Start of PROVIDED DATA
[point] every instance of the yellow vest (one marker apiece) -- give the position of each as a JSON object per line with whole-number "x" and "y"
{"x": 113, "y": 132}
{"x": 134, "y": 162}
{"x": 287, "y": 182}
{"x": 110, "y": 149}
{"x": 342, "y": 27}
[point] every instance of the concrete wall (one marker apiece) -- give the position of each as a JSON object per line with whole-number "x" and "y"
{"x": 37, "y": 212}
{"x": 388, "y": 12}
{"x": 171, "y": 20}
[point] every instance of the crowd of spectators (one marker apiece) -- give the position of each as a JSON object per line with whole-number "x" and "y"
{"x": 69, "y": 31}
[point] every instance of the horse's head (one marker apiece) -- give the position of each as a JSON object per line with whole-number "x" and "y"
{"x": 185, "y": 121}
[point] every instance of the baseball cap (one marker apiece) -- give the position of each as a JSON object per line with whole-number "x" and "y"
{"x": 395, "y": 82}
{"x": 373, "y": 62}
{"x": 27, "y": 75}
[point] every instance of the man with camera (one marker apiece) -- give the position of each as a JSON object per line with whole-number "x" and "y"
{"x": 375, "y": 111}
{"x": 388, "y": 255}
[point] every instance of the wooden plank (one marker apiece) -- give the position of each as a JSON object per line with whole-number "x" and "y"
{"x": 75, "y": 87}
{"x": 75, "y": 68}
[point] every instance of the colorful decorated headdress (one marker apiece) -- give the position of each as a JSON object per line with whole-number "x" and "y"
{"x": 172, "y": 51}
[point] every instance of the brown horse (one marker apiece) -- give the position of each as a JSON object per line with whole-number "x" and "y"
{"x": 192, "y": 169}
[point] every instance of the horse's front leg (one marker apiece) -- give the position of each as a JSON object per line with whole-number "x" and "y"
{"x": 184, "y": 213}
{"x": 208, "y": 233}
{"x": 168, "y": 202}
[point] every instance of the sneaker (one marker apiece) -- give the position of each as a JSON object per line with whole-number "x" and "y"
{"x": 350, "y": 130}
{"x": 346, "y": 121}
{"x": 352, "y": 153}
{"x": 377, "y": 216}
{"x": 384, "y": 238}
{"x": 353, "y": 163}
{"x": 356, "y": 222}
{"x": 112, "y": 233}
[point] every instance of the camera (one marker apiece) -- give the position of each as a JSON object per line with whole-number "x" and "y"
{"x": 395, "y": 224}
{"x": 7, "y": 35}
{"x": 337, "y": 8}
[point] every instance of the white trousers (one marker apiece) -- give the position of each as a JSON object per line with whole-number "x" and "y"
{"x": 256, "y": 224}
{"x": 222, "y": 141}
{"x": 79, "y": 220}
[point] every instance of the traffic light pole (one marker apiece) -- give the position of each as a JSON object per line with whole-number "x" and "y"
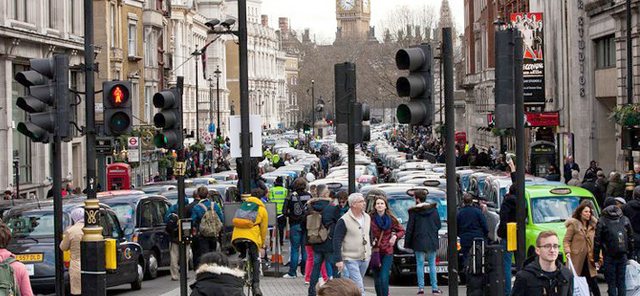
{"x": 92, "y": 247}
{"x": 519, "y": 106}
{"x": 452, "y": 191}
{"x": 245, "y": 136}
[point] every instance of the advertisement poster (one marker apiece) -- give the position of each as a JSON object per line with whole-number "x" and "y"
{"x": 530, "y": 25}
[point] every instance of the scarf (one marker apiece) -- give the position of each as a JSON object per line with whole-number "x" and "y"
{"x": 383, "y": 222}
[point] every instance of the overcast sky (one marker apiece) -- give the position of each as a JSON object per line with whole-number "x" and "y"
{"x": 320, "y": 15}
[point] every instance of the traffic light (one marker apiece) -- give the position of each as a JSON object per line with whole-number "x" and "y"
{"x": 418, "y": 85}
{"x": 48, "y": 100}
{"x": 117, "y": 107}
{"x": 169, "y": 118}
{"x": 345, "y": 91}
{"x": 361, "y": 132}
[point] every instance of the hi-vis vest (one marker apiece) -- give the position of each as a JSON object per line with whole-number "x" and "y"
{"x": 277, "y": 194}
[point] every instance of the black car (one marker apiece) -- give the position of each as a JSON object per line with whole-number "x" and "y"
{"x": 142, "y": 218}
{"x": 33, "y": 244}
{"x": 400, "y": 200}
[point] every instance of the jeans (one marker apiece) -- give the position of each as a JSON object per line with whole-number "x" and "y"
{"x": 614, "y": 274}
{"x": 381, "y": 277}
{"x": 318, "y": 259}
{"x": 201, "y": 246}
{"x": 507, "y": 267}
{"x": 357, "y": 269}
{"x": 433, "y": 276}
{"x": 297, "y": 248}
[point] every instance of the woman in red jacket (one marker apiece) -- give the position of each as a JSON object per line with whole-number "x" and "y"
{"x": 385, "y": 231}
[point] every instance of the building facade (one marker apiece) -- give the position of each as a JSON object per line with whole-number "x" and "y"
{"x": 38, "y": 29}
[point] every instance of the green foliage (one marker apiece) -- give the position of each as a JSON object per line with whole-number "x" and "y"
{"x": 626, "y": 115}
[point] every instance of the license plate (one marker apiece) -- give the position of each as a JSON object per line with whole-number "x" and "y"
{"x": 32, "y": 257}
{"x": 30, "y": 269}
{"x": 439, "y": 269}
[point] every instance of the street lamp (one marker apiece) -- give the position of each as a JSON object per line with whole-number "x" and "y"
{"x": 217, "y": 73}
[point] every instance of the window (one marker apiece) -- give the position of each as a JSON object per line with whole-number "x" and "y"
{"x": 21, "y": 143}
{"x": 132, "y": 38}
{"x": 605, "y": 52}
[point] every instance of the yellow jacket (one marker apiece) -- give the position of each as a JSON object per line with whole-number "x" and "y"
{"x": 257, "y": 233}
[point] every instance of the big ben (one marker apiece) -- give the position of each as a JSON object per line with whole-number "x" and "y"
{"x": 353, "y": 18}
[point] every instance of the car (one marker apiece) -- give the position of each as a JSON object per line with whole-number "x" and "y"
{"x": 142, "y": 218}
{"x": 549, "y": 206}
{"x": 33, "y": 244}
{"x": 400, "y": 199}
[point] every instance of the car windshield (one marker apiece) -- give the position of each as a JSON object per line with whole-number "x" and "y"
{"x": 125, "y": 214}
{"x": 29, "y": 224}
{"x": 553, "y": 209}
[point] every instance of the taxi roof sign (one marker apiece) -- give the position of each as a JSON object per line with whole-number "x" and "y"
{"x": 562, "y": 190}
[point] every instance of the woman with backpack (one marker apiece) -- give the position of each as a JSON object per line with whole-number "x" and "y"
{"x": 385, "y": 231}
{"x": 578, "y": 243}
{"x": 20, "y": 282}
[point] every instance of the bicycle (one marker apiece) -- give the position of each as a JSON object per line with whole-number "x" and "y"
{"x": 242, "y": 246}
End of PROVIDED DATA
Start of PROVIDED DATA
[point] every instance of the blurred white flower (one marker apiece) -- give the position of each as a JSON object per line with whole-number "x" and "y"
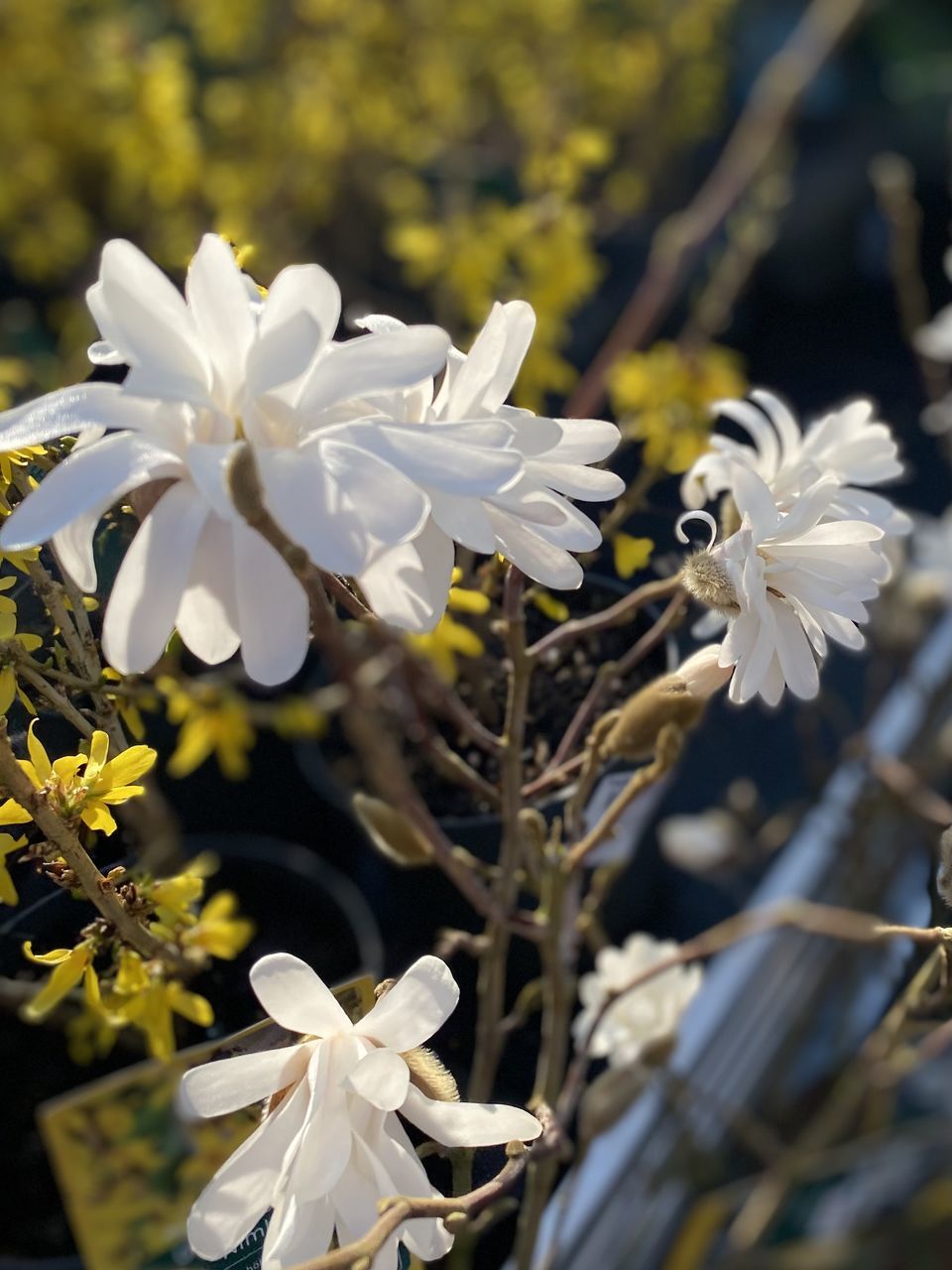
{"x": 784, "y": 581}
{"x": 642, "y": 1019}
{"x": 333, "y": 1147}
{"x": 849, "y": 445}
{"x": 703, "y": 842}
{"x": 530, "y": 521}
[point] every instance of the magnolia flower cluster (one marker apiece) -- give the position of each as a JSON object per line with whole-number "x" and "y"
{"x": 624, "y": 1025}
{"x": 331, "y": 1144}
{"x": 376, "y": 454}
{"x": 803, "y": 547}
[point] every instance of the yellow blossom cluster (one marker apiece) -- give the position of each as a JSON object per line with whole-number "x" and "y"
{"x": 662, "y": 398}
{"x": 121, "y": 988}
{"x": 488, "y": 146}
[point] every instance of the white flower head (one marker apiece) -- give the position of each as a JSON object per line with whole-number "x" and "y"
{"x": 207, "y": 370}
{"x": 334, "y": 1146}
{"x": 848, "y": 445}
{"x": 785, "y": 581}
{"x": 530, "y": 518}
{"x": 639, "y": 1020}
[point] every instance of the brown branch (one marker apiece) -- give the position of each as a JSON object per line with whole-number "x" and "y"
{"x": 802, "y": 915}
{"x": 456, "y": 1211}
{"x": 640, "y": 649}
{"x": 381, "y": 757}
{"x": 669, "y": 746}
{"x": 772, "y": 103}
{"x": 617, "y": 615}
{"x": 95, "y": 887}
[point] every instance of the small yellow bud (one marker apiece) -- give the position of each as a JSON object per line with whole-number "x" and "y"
End of PROVIDED DATA
## GIVEN TASK
Pick out every line of the items above that contains the string "vest" and copy each one. Case counts.

## PROBLEM SOLUTION
[point] every instance of the yellow vest (one marker apiece) -- give the position of each as a JSON object per line with whole-number "x" and "y"
[point] every instance of the hi-vis vest (one marker apiece) -- give the position of each as a JSON object per line with whole-number "x" and "y"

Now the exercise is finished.